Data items
——————

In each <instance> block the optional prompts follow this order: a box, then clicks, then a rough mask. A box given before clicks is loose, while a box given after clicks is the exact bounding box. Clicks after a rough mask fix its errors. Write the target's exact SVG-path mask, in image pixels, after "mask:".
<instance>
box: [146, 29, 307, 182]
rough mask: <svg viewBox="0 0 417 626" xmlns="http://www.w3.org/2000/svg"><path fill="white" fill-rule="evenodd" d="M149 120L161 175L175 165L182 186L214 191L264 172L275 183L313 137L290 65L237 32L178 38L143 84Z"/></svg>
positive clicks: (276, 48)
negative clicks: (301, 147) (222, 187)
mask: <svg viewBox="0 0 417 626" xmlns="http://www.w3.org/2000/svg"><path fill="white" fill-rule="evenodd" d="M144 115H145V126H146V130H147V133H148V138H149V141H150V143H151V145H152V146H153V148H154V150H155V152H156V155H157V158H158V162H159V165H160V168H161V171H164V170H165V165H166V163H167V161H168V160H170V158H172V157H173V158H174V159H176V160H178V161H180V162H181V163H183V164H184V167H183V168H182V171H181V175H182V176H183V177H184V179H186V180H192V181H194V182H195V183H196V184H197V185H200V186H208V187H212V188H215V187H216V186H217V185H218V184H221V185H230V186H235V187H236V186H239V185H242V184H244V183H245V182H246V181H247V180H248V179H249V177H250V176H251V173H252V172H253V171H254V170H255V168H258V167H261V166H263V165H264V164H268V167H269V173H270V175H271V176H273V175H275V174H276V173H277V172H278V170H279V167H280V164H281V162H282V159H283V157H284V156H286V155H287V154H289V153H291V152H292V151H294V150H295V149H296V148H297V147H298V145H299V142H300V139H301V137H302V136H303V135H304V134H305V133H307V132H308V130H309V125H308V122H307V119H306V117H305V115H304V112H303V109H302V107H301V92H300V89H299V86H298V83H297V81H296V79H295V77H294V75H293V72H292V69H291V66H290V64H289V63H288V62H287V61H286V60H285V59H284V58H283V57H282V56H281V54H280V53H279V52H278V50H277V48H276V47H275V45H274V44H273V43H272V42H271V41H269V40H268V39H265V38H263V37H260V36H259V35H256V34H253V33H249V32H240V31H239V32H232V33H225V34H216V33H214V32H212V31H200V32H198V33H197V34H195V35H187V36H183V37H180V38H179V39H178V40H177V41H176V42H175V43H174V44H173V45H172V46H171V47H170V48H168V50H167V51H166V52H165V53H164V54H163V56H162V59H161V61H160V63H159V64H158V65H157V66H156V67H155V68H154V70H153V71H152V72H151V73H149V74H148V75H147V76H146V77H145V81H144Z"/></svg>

——————

Whenever the word "rough" appears in a line above, copy that line.

(Exercise result)
In each <instance> block the optional prompts follow this order: a box, then clicks, then a rough mask. A box given before clicks is loose, while a box given after clicks is the exact bounding box. Clicks after a rough mask fix its errors. Write the target's exact SVG-path mask, in image pixels, after "mask:".
rough mask: <svg viewBox="0 0 417 626" xmlns="http://www.w3.org/2000/svg"><path fill="white" fill-rule="evenodd" d="M149 120L161 175L175 165L182 186L214 191L264 172L275 183L313 137L290 65L237 32L178 38L143 84Z"/></svg>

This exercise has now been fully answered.